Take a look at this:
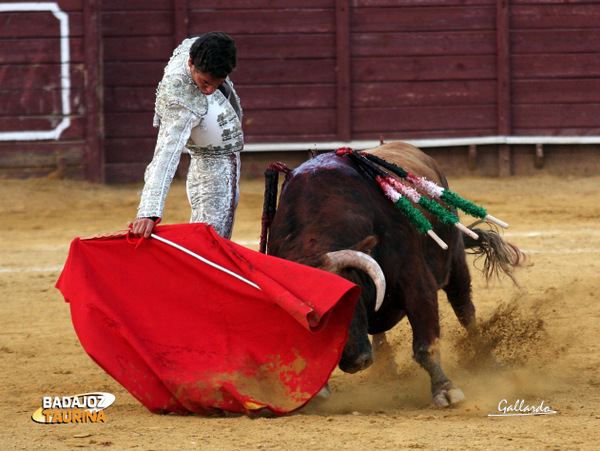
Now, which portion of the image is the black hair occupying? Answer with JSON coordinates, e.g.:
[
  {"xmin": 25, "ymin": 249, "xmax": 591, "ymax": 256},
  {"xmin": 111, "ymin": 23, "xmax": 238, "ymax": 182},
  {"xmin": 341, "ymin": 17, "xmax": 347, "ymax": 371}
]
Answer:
[{"xmin": 190, "ymin": 31, "xmax": 237, "ymax": 78}]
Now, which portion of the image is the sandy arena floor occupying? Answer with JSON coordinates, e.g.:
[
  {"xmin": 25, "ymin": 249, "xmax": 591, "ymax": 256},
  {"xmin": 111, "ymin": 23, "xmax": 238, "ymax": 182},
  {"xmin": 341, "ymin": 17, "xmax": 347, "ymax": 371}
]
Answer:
[{"xmin": 0, "ymin": 168, "xmax": 600, "ymax": 450}]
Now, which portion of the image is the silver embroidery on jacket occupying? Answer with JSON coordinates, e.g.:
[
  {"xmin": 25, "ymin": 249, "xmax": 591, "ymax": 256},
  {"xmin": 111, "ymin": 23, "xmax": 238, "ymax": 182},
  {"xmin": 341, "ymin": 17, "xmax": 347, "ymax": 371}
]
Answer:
[{"xmin": 137, "ymin": 39, "xmax": 244, "ymax": 238}]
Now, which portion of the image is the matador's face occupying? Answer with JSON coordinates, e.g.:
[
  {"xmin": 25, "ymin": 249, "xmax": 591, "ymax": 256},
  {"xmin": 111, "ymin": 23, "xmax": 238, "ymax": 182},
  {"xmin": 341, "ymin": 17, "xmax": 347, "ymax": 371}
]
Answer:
[{"xmin": 188, "ymin": 58, "xmax": 225, "ymax": 96}]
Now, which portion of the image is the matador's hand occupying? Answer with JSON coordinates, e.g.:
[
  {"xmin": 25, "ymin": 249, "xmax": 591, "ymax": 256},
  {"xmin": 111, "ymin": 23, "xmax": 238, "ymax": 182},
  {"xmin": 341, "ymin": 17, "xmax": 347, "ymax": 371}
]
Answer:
[{"xmin": 131, "ymin": 218, "xmax": 156, "ymax": 238}]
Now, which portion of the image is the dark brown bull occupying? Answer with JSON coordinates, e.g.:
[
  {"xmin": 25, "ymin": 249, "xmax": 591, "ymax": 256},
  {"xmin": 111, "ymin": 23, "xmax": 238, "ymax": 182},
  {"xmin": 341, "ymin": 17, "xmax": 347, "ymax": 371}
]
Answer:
[{"xmin": 263, "ymin": 142, "xmax": 521, "ymax": 406}]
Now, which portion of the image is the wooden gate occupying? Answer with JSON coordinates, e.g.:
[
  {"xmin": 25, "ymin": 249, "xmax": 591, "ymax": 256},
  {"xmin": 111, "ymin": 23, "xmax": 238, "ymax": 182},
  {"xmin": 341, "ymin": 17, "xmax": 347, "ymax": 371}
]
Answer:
[{"xmin": 0, "ymin": 0, "xmax": 600, "ymax": 182}]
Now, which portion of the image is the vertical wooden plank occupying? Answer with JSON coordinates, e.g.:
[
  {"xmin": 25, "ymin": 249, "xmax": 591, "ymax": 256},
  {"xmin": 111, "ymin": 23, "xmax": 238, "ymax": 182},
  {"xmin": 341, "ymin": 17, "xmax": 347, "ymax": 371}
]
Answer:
[
  {"xmin": 335, "ymin": 0, "xmax": 352, "ymax": 141},
  {"xmin": 173, "ymin": 0, "xmax": 190, "ymax": 48},
  {"xmin": 496, "ymin": 0, "xmax": 512, "ymax": 177},
  {"xmin": 83, "ymin": 0, "xmax": 105, "ymax": 183}
]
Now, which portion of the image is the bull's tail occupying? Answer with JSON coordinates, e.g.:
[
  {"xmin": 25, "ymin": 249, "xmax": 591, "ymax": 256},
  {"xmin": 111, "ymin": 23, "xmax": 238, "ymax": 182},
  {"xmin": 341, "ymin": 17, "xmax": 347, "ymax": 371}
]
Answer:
[
  {"xmin": 259, "ymin": 163, "xmax": 289, "ymax": 254},
  {"xmin": 462, "ymin": 221, "xmax": 527, "ymax": 288}
]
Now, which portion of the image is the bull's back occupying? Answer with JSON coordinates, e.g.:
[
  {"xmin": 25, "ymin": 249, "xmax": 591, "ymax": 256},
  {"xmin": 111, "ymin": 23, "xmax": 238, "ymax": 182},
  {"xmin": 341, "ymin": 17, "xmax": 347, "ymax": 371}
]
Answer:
[{"xmin": 367, "ymin": 141, "xmax": 448, "ymax": 188}]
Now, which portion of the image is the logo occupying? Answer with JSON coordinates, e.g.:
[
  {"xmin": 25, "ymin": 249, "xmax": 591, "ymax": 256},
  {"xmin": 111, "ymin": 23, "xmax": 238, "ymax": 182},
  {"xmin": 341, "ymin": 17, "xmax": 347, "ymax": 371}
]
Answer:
[
  {"xmin": 488, "ymin": 399, "xmax": 558, "ymax": 417},
  {"xmin": 31, "ymin": 392, "xmax": 115, "ymax": 424}
]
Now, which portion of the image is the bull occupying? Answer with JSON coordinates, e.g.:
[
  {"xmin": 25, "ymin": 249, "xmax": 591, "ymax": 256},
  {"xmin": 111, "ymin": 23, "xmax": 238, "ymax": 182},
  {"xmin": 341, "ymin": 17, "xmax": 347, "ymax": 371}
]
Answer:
[{"xmin": 261, "ymin": 142, "xmax": 523, "ymax": 407}]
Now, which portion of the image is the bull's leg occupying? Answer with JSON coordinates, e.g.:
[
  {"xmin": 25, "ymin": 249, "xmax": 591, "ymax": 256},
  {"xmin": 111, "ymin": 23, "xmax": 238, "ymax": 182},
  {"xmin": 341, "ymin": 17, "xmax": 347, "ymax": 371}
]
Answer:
[
  {"xmin": 406, "ymin": 284, "xmax": 465, "ymax": 407},
  {"xmin": 414, "ymin": 346, "xmax": 465, "ymax": 407},
  {"xmin": 338, "ymin": 295, "xmax": 373, "ymax": 373},
  {"xmin": 444, "ymin": 249, "xmax": 476, "ymax": 332}
]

______

Work to be completed
Write out word for word the stretch of the records above, from the line containing "Now, which portion of the image is the bull's back" through the last line of the records.

Solution to this exercise
Now, which portion of the image is the bull's back occupying? Answer with JSON coordinates, e.g.:
[
  {"xmin": 25, "ymin": 249, "xmax": 591, "ymax": 256},
  {"xmin": 111, "ymin": 23, "xmax": 238, "ymax": 182},
  {"xmin": 341, "ymin": 17, "xmax": 347, "ymax": 371}
]
Answer:
[{"xmin": 367, "ymin": 141, "xmax": 448, "ymax": 188}]
Now, which portion of the image is the logo occupying? Answer with JSON coordinates, e.g.:
[
  {"xmin": 25, "ymin": 249, "xmax": 591, "ymax": 256},
  {"xmin": 111, "ymin": 23, "xmax": 238, "ymax": 182},
  {"xmin": 341, "ymin": 17, "xmax": 347, "ymax": 371}
]
Answer:
[
  {"xmin": 488, "ymin": 399, "xmax": 558, "ymax": 417},
  {"xmin": 31, "ymin": 392, "xmax": 115, "ymax": 424}
]
Now, which portion of the image is the bull occupying? Answer with JSON coordinates, e.g.:
[
  {"xmin": 25, "ymin": 249, "xmax": 591, "ymax": 256},
  {"xmin": 111, "ymin": 23, "xmax": 238, "ymax": 182},
  {"xmin": 341, "ymin": 17, "xmax": 347, "ymax": 371}
]
Answer:
[{"xmin": 261, "ymin": 142, "xmax": 523, "ymax": 407}]
Now, which portion of the image is the bull's leg occupying? Answer with JSON coordinates, e.g.:
[
  {"xmin": 25, "ymin": 249, "xmax": 591, "ymax": 256},
  {"xmin": 111, "ymin": 23, "xmax": 238, "ymax": 182},
  {"xmin": 341, "ymin": 17, "xmax": 347, "ymax": 371}
]
Answer:
[
  {"xmin": 406, "ymin": 284, "xmax": 465, "ymax": 407},
  {"xmin": 414, "ymin": 346, "xmax": 465, "ymax": 407},
  {"xmin": 338, "ymin": 295, "xmax": 373, "ymax": 373},
  {"xmin": 444, "ymin": 249, "xmax": 476, "ymax": 332}
]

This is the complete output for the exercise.